[Begin INPUT DATA]

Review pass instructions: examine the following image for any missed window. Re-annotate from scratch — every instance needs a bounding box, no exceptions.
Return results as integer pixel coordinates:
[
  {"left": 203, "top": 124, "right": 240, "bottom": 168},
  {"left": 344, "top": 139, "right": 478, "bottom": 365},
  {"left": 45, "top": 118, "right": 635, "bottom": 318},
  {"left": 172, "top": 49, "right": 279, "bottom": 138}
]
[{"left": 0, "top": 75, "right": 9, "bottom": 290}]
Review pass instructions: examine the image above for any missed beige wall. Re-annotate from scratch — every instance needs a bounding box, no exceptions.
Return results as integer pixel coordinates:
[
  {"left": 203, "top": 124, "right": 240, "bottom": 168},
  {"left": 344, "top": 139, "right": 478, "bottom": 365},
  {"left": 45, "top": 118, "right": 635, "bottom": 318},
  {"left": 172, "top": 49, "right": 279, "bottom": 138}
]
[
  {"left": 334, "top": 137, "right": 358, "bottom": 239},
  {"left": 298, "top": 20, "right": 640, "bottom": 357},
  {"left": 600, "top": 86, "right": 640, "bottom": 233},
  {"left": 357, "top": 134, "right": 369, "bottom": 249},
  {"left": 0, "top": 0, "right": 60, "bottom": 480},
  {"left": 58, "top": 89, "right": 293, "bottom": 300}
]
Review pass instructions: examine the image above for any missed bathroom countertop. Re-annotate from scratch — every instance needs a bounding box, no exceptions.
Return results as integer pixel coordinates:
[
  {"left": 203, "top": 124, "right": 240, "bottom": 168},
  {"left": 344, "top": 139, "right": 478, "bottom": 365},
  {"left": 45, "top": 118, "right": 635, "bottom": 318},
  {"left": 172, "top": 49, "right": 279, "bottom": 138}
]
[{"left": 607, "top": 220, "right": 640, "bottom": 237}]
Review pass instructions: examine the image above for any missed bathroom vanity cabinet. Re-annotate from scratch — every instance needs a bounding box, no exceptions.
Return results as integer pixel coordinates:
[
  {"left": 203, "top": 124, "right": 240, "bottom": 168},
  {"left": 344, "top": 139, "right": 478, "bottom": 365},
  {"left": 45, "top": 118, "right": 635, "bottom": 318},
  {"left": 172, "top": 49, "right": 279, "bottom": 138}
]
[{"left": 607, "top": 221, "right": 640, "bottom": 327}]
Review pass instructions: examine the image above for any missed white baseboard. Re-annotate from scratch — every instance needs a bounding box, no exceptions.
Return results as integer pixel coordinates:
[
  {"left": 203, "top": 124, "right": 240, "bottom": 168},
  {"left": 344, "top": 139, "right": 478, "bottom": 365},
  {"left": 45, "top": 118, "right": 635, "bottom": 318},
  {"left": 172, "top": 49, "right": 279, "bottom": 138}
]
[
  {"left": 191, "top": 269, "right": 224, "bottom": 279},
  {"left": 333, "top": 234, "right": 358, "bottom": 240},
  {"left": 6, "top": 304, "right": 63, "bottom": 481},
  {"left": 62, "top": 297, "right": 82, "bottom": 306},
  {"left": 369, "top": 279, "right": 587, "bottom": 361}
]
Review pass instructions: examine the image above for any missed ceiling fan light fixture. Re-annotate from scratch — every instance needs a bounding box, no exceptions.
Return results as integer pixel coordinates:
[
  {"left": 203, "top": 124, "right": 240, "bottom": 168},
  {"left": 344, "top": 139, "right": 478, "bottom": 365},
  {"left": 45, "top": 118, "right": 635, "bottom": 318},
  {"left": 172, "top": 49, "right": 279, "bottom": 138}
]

[End INPUT DATA]

THE TASK:
Would you reproduce the material above in full, exactly as given?

THE OUTPUT:
Review pass instructions: examine the following image for any missed window. Re-annotate from scratch — every instance needs a bounding box, no exceptions.
Return results as integer pixel coordinates:
[
  {"left": 203, "top": 124, "right": 240, "bottom": 168},
  {"left": 344, "top": 139, "right": 478, "bottom": 365},
  {"left": 45, "top": 118, "right": 635, "bottom": 318},
  {"left": 172, "top": 49, "right": 279, "bottom": 138}
]
[{"left": 0, "top": 75, "right": 9, "bottom": 290}]
Review pass instructions: examine the image above for any missed beige wall. Re-annotate from scratch — every instance needs a bounding box, no exceptions.
Return results as integer pixel coordinates:
[
  {"left": 203, "top": 124, "right": 240, "bottom": 168},
  {"left": 344, "top": 139, "right": 478, "bottom": 365},
  {"left": 45, "top": 118, "right": 635, "bottom": 318},
  {"left": 172, "top": 49, "right": 279, "bottom": 138}
]
[
  {"left": 334, "top": 137, "right": 358, "bottom": 239},
  {"left": 298, "top": 20, "right": 640, "bottom": 357},
  {"left": 600, "top": 86, "right": 640, "bottom": 233},
  {"left": 357, "top": 134, "right": 369, "bottom": 249},
  {"left": 0, "top": 0, "right": 60, "bottom": 480},
  {"left": 58, "top": 89, "right": 293, "bottom": 300}
]
Review pass instructions: examine the image above for any missed bathroom countertop. Re-annotate from scratch — every instance needs a bounding box, no exceptions.
Return results as integer pixel coordinates:
[
  {"left": 203, "top": 124, "right": 240, "bottom": 168},
  {"left": 344, "top": 139, "right": 478, "bottom": 365},
  {"left": 45, "top": 118, "right": 635, "bottom": 318},
  {"left": 172, "top": 49, "right": 279, "bottom": 138}
]
[{"left": 607, "top": 220, "right": 640, "bottom": 237}]
Review pass instructions: examine the image above for any missed bathroom vanity cabinet. Re-annotate from scratch — every instance needs a bounding box, no exceptions.
Return results as integer pixel coordinates:
[
  {"left": 203, "top": 124, "right": 240, "bottom": 168},
  {"left": 344, "top": 139, "right": 478, "bottom": 365},
  {"left": 45, "top": 118, "right": 635, "bottom": 318},
  {"left": 172, "top": 49, "right": 279, "bottom": 138}
]
[{"left": 607, "top": 221, "right": 640, "bottom": 327}]
Review pass instructions: examine the image above for any missed white baseboard. Re-annotate from scratch — every instance needs a bounding box, no exceptions.
Return results as integer pixel coordinates:
[
  {"left": 203, "top": 124, "right": 240, "bottom": 168},
  {"left": 344, "top": 139, "right": 478, "bottom": 365},
  {"left": 45, "top": 118, "right": 635, "bottom": 318},
  {"left": 172, "top": 49, "right": 279, "bottom": 138}
]
[
  {"left": 191, "top": 269, "right": 224, "bottom": 279},
  {"left": 333, "top": 234, "right": 358, "bottom": 240},
  {"left": 6, "top": 304, "right": 63, "bottom": 481},
  {"left": 62, "top": 297, "right": 82, "bottom": 306},
  {"left": 369, "top": 279, "right": 587, "bottom": 361}
]
Review pass instructions: examine the image above for any missed ceiling fan light fixture. Re-annotate from scratch — every instance needs a bounding box, no exceptions.
Return results as integer pixel coordinates:
[
  {"left": 203, "top": 124, "right": 240, "bottom": 168},
  {"left": 344, "top": 139, "right": 478, "bottom": 365},
  {"left": 45, "top": 118, "right": 635, "bottom": 318},
  {"left": 172, "top": 49, "right": 279, "bottom": 138}
]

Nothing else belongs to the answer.